Location identification items:

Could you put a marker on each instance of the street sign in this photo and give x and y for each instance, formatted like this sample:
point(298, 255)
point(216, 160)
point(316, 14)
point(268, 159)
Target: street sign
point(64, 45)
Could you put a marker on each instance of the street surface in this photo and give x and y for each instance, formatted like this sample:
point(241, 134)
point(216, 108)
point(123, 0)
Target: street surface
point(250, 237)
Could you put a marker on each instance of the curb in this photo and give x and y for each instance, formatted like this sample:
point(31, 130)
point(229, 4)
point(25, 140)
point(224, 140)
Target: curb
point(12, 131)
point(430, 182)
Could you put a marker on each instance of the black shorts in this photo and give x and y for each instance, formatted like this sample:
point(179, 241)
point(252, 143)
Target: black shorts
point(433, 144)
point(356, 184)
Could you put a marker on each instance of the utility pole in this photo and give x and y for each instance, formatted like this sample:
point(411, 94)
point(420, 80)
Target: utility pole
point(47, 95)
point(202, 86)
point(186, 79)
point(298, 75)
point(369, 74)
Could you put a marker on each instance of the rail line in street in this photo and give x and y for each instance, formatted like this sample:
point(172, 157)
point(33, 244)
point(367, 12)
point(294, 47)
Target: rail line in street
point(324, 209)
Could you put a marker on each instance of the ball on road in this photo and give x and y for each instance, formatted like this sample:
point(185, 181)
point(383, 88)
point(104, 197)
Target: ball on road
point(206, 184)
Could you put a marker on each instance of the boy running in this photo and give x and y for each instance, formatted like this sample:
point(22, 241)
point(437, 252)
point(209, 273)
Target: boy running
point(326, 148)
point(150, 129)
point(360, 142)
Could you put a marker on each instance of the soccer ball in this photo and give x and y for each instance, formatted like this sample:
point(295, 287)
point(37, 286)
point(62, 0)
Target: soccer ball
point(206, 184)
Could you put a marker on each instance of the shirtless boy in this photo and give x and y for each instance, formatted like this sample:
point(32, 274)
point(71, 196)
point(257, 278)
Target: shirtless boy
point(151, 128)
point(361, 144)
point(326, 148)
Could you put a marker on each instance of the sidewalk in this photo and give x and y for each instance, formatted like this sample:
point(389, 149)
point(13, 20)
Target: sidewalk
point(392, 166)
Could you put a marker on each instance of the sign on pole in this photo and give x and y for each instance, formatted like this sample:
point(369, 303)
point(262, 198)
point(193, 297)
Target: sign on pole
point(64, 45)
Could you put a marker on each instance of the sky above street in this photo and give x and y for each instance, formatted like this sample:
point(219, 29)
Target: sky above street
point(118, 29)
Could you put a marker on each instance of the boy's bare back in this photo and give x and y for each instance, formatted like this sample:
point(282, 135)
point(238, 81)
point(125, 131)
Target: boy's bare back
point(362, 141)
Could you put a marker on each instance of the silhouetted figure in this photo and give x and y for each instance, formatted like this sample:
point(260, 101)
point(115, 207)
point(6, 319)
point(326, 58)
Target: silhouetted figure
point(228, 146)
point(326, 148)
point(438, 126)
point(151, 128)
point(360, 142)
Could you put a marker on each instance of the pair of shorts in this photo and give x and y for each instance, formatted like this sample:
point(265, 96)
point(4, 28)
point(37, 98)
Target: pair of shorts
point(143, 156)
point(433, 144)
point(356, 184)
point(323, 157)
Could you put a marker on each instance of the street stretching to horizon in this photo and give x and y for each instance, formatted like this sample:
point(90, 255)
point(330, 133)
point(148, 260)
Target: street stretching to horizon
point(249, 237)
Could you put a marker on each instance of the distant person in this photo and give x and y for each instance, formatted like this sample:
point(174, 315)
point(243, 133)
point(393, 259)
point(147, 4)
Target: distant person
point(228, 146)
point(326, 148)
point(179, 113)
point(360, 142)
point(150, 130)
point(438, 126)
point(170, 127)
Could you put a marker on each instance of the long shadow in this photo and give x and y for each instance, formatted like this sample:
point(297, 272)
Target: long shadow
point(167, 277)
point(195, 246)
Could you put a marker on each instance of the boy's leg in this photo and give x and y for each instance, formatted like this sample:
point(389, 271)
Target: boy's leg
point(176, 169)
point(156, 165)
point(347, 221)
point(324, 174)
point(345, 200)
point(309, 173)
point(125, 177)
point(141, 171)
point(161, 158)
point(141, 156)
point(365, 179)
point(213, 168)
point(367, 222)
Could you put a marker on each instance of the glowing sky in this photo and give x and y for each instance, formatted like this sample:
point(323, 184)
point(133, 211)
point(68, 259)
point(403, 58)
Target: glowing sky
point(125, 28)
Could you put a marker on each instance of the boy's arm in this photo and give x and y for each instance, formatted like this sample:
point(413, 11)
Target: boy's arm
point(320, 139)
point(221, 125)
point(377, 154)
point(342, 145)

Aim of the exercise — Rewrite everything in the records from the line containing "Could you put a marker on each instance of the silhouetted" down to the line containing "point(249, 237)", both of those lines included, as a numbered list with one item per line and any blank lines dropped.

Solution —
1. Could you put a marker on each instance of the silhouetted figure in this photo and give x and y for each instance, formatted like this sample:
2. point(260, 101)
3. point(115, 207)
4. point(6, 319)
5. point(326, 58)
6. Target: silhouetted figure
7. point(228, 146)
8. point(326, 148)
9. point(438, 126)
10. point(151, 128)
11. point(360, 142)
12. Could you put a marker on each instance of the pair of shorts in this photo and give x and y for each instance, formatted like this sample:
13. point(265, 96)
14. point(4, 28)
15. point(37, 98)
16. Target: pair of shorts
17. point(143, 156)
18. point(433, 144)
19. point(356, 184)
20. point(323, 157)
21. Could you put a marker on each instance of the street stretching to horizon in this photo and give x and y for each instance, formatted like this sample:
22. point(90, 255)
23. point(330, 133)
24. point(148, 260)
25. Target: street stretching to horizon
26. point(249, 237)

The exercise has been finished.